▶ [Instructions for the task]: Give back every line of the data, transcribed exactly.

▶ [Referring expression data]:
────────
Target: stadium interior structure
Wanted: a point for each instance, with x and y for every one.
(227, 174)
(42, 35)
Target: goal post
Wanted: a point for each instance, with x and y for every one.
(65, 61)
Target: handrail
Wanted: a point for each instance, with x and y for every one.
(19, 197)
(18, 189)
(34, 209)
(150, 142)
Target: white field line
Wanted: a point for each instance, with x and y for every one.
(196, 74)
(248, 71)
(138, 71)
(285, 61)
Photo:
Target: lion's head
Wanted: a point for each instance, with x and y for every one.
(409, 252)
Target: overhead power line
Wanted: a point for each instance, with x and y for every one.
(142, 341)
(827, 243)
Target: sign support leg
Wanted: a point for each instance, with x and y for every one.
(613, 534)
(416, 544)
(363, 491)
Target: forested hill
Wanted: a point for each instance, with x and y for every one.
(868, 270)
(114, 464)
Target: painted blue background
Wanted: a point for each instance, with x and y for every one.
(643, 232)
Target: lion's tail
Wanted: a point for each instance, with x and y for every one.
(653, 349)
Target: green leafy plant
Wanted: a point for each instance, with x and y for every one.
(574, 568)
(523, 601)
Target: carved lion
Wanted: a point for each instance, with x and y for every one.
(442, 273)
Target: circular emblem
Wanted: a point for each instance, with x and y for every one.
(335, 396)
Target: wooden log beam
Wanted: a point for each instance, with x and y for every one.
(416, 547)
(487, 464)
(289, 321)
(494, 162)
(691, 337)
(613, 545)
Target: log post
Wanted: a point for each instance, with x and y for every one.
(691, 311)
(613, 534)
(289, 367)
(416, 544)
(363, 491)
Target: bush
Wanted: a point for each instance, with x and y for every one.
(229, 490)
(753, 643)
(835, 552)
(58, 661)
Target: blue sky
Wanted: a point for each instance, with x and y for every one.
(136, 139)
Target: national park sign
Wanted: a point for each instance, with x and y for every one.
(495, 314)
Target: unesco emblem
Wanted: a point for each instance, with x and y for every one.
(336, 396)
────────
▶ [Task output]:
Target: stadium interior structure
Wanted: a point for each instance, with x and y for every one.
(227, 174)
(42, 35)
Target: goal post
Wanted: a point for each instance, with x and y for every one.
(65, 61)
Target: handrail
Wanted: a point for each instance, with x and y for every one.
(19, 197)
(18, 189)
(34, 209)
(150, 142)
Target: white field line
Wanted: a point for each instance, with x and y for every one.
(196, 74)
(248, 71)
(138, 71)
(285, 61)
Photo:
Target: lion's head
Wanted: a point for each instance, with x and y for every one.
(409, 252)
Target: overhead power line
Wanted: a point for each instance, with x and y for every one.
(142, 341)
(827, 243)
Target: sign support leg
Wanted: a point for each instance, with x and y for every one.
(613, 534)
(416, 544)
(363, 491)
Target: forested hill
Wanted: a point for each instance, with x and y for every one.
(868, 270)
(114, 464)
Target: painted blue background
Wanted: a point for each instance, with x and y for every one.
(643, 232)
Target: lion's tail
Wanted: a point for each instance, with x and y for every one.
(653, 349)
Target: green leafy plant
Wanted: a point for each instance, with x and y for every one.
(574, 568)
(523, 601)
Target: carved lion
Wanted: a point for each instance, with x and y for every one.
(442, 273)
Target: circular emblem
Wanted: a point for each instance, with x and y for every one.
(335, 396)
Target: wooden log beam
Wanted: a point for each instance, with x and y for every one.
(416, 547)
(487, 464)
(289, 321)
(494, 162)
(691, 337)
(613, 545)
Target: log post
Wanted: a point for each instance, with x and y for every one.
(691, 311)
(613, 534)
(289, 367)
(416, 544)
(363, 491)
Target: bush
Wanted: a point for each instance, with x and y for every one.
(229, 490)
(753, 643)
(835, 552)
(58, 661)
Target: blue sky
Wanted: a point for each instance, with x and y for every one.
(136, 139)
Target: national park sign
Wanted: a point for each instance, with x and y for every one.
(495, 314)
Target: unesco emblem
Wanted: a point for each instance, with x and y for every one.
(336, 396)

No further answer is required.